● Work item A: Copy the passage on diet and mental health word for word, from "Powerful stuff which" through "changing their diet.", including both.
● Work item B: Write the next part of the passage on diet and mental health, picking up after its final sentence.

● Passage:
-.-.-

A few years ago I was standing in the coffee queue at my university when I was approached by a female student. She told me that she and her husband were massive cricket fans and because of me (I used to look after the Australian cricket team!), they had changed their diet and now followed the low carb/ketogenic approach. She told me that her husband had suffered from bipolar disorder for many years, but he was now much better and off all his medications. “You have changed our lives and I just want to say thank you”.
Powerful stuff which certainly sparked my interest in the link between diet and mental health; so I’m delighted that National Diabetes Week 2021, which launches today, focuses on type 2 diabetes and mental health.
Unfortunately, there have not been good clinical trials conducted to investigate the link between diet and the various mental health disorders such as anxiety, depression, bipolar disorder, PTSD and schizophrenia. However, there are enough case reports and anecdotal evidence to suggest that there may be some benefits to a low carb approach. I have certainly had several patients whose mental health has improved dramatically after changing their diet.

-.-.-

● Record excerpts:
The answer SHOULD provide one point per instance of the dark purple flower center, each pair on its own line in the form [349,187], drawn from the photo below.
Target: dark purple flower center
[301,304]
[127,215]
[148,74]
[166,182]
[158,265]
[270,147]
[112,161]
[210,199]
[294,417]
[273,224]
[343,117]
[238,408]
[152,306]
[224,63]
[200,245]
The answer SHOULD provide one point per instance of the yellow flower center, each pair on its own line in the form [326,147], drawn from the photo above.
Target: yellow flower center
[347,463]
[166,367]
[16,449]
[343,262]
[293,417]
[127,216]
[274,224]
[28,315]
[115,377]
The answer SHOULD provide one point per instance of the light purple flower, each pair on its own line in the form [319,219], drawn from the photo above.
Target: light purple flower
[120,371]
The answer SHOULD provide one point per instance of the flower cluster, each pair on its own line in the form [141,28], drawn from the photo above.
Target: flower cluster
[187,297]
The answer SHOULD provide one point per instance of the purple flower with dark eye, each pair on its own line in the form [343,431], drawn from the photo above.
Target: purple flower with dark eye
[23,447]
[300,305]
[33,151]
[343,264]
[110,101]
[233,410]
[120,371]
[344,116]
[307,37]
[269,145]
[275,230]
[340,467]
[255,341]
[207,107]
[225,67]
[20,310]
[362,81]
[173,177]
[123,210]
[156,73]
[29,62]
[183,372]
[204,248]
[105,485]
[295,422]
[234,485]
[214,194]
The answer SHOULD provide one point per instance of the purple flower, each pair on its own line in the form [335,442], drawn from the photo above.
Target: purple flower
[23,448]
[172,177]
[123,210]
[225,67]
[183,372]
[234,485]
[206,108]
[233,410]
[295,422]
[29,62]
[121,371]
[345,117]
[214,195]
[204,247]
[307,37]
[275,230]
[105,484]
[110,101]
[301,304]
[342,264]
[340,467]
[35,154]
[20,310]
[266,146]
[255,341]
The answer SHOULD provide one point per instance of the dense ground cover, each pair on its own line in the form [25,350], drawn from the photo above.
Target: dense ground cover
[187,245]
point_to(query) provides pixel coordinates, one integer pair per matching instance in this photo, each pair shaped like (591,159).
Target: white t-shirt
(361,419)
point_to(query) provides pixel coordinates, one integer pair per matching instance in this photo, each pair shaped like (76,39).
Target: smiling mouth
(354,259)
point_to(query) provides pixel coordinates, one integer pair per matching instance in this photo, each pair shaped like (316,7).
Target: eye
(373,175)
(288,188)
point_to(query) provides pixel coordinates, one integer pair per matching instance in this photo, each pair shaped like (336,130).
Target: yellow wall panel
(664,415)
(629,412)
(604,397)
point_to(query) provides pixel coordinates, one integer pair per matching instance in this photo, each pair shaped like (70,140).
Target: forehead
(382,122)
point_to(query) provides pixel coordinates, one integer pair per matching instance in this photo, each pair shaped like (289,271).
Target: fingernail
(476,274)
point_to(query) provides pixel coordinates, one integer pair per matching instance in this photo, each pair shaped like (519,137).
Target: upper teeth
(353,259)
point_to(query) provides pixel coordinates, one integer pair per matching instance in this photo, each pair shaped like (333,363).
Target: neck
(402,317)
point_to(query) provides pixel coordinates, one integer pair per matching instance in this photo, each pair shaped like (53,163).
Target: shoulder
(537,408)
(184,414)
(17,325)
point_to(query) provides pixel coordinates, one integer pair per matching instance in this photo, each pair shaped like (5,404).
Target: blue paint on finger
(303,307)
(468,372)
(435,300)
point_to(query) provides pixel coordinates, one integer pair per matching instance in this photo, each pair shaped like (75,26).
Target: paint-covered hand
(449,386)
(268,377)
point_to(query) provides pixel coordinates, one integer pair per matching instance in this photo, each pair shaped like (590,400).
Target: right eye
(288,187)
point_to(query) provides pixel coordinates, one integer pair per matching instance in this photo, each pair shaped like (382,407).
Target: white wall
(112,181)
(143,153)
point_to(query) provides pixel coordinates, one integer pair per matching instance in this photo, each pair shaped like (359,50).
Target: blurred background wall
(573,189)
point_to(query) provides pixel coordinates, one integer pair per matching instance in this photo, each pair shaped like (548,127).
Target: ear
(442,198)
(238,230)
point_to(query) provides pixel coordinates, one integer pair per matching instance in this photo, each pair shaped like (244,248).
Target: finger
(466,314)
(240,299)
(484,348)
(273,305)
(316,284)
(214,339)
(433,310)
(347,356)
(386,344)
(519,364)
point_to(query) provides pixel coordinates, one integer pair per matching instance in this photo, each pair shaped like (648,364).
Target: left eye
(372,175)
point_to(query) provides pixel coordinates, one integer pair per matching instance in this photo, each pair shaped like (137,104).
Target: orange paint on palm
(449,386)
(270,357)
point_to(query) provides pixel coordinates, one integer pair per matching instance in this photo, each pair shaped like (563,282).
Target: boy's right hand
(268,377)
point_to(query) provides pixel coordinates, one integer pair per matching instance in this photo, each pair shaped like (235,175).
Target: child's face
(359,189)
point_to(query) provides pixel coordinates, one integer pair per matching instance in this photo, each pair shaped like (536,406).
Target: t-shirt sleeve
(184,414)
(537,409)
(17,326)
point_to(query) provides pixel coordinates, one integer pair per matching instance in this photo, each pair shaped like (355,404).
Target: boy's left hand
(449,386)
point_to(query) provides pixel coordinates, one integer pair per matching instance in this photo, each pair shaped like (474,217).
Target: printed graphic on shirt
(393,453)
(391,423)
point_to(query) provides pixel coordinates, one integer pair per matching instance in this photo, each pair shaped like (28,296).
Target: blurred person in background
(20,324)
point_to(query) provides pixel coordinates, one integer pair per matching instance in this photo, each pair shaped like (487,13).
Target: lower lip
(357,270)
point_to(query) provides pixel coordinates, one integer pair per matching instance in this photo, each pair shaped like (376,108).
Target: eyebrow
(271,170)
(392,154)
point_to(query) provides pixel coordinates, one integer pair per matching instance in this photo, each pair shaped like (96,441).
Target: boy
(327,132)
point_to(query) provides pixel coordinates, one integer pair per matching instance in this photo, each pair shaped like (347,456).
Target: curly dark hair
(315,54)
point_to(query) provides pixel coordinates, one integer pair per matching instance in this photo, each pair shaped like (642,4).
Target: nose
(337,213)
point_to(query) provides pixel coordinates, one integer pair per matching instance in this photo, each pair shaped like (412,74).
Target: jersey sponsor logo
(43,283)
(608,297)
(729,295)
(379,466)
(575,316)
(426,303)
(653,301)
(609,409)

-.-.-

● Response A:
Powerful stuff which certainly sparked my interest in the link between diet and mental health; so I’m delighted that National Diabetes Week 2021, which launches today, focuses on type 2 diabetes and mental health.
Unfortunately, there have not been good clinical trials conducted to investigate the link between diet and the various mental health disorders such as anxiety, depression, bipolar disorder, PTSD and schizophrenia. However, there are enough case reports and anecdotal evidence to suggest that there may be some benefits to a low carb approach. I have certainly had several patients whose mental health has improved dramatically after changing their diet.

● Response B:
US psychiatrist Dr Georgia Ede believes there is a strong connection between rising rates of mental distress, and the obesity and diabetes epidemics. She believes that the decline in mental health around the world has a lot to do with the decline in the quality of our diet over the last 75 years.
It has been known for a hundred-odd years that a low carbohydrate/ketogenic diet is beneficial in the management of intractable childhood epilepsy, so it is probably not surprising that it might also help other brain disorders.
What could be the mechanism by which diet could affect mental health disorders such as anxiety and depression?
It is becoming increasingly obvious that many chronic diseases are due to chronic low-grade inflammation, and anxiety and depression are no exception. I recently read a fascinating book by Edmund Bullmore, a professor of psychiatry in London, called “The Inflamed Mind” in which he explained the role that chronic inflammation plays in the development of anxiety and depression.
Many lifestyle factors affect inflammation. They include diet, activity, smoking, alcohol, stress and sleep. We know that certain foods such as sugar, refined carbohydrates and the omega-6 polyunsaturated fats contained in vegetable oils are pro-inflammatory, while other foods such as the omega-3 fats contained in fish and fish oil are anti-inflammatory.
It follows then that reducing intake of processed foods, most of which contain carbohydrates and vegetable oils, by following a low carb or ketogenic diet, may impact mental health in the same way it has been shown to reduce obesity and put type 2 diabetes into remission.